**Given text:**

____________

Optimism for the GoCAR-T program had perked somewhat after a mid-February update, but hopes were definitively dashed as Bellicum Pharmaceuticals Inc. made known March 15 its decision to quit the phase I/II study testing two prospects in heavily pretreated cancer. The Houston-based firm’s stock (NASDAQ:BLCM) closed at 43 cents, down 50%, as Wall Street reacted to news regarding the study, designed to test GoCAR-T cell prospects BPX-601 and BPX-603 when combined with the activating agent rimiducid, a lipid-permeable tacrolimus analogue.
Les Laboratoires Servier SAS is touting its phase III win with vorasidenib as the first major advance in decades for low-grade glioma, with the trial called Indigo scoring statistical significance on two measures against residual or recurrent isocitrate dehydrogenase-mutant disease. The Suresnes, France-based firm said Indigo met the primary endpoint of progression-free survival (PFS) and the key secondary endpoint of time to next intervention (TTNI). The results of the prespecified interim analysis proved not only statistically significant but also clinically meaningful in PFS and TTNI.
Shares of Provention Bio Inc. (NASDAQ:PRVB) closed March 13 at $24.10, up $17.40, or 259%, after Wall Street learned that collaborator Sanofi SA intends to acquire the firm for $25 per share in cash, which works out to an equity value of about $2.9 billion. The transaction brings Paris-based Sanofi the type 1 diabetes (T1D) therapy Tzield (teplizumab-mzwv), approved by the U.S. FDA in 2022 as the first and only therapy to delay the onset of stage 3 disease in adults and in pediatric patients ages 8 and older with T1D that has reached stage 2.

____________

Dataset entries
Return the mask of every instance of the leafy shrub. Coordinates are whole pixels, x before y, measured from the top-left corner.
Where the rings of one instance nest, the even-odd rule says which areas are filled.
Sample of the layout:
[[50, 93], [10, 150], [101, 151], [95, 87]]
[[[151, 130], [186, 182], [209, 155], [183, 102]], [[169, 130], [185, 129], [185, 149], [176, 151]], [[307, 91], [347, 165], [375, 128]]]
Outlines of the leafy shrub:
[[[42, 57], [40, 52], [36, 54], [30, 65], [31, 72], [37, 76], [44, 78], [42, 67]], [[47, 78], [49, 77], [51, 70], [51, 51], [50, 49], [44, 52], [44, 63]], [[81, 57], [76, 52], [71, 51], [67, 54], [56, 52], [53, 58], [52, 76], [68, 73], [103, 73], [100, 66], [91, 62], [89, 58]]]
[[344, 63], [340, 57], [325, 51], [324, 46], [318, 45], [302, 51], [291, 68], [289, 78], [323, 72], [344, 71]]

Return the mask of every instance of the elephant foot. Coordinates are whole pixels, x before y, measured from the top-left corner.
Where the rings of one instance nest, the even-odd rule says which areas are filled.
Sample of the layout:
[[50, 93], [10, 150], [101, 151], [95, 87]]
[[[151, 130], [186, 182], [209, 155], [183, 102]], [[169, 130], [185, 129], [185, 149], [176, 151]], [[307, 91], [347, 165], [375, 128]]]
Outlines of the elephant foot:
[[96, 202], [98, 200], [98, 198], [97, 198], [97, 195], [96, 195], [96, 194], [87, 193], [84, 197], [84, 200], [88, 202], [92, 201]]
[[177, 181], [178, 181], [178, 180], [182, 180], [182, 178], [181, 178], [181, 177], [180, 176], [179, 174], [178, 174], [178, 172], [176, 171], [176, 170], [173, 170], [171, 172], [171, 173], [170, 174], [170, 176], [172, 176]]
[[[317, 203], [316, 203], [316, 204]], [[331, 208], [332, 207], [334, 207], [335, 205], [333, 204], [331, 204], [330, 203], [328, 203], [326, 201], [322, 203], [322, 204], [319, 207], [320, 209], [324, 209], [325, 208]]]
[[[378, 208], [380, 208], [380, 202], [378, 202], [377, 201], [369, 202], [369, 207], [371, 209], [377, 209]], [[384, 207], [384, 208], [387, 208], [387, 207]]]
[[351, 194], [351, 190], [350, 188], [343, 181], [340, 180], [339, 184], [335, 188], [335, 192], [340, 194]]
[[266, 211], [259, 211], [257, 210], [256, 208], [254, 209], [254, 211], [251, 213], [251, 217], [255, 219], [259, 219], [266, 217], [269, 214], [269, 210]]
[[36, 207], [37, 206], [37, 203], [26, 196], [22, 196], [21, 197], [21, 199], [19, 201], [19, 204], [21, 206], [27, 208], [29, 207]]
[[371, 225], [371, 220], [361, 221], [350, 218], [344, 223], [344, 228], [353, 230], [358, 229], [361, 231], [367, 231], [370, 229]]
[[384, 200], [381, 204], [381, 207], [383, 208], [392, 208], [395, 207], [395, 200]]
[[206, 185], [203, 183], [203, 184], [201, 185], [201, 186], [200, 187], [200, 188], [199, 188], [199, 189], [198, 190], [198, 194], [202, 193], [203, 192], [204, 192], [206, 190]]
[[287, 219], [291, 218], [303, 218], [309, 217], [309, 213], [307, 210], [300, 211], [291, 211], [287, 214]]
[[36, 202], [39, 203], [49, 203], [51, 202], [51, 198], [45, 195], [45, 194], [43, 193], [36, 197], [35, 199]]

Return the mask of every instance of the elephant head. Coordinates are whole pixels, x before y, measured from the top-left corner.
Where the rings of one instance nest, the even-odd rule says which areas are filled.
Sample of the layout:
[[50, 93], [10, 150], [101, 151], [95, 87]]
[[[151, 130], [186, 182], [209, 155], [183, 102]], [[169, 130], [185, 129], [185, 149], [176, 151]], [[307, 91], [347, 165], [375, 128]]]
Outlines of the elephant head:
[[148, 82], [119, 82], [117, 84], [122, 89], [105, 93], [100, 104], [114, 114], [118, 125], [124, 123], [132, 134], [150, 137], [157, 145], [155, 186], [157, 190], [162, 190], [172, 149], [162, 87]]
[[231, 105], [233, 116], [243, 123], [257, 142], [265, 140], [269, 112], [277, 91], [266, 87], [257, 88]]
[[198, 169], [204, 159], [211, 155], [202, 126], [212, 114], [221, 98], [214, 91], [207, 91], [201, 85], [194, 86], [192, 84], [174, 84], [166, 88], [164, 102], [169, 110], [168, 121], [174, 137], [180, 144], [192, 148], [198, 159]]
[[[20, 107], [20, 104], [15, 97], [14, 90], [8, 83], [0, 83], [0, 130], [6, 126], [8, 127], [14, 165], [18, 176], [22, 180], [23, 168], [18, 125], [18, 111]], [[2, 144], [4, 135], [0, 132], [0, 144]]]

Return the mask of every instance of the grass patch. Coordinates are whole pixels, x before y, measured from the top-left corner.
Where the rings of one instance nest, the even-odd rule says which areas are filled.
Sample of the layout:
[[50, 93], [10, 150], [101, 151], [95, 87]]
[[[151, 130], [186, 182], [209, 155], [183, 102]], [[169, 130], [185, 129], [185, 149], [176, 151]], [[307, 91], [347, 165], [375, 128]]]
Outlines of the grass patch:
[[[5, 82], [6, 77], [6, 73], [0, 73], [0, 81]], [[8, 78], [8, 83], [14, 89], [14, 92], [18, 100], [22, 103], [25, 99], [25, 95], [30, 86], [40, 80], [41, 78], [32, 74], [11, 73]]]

____________

**Using the information:**
a – Translate this sentence from the biotech news briefs into Spanish: "The Suresnes, France-based firm said Indigo met the primary endpoint of progression-free survival (PFS) and the key secondary endpoint of time to next intervention (TTNI)."
b – Answer these questions from the biotech news briefs:
(i) At what price did Bellicum Pharmaceuticals' stock close after its announcement?
(ii) Which drug was tested in Servier's Indigo trial?
(iii) How much per share in cash does Sanofi intend to pay for Provention Bio?

**Results:**
a – La empresa con sede en Suresnes, Francia, afirmó que Indigo alcanzó el criterio de valoración principal de supervivencia libre de progresión (PFS) y el criterio de valoración secundario clave de tiempo hasta la siguiente intervención (TTNI).

b –
(i) 43 cents
(ii) Vorasidenib
(iii) $25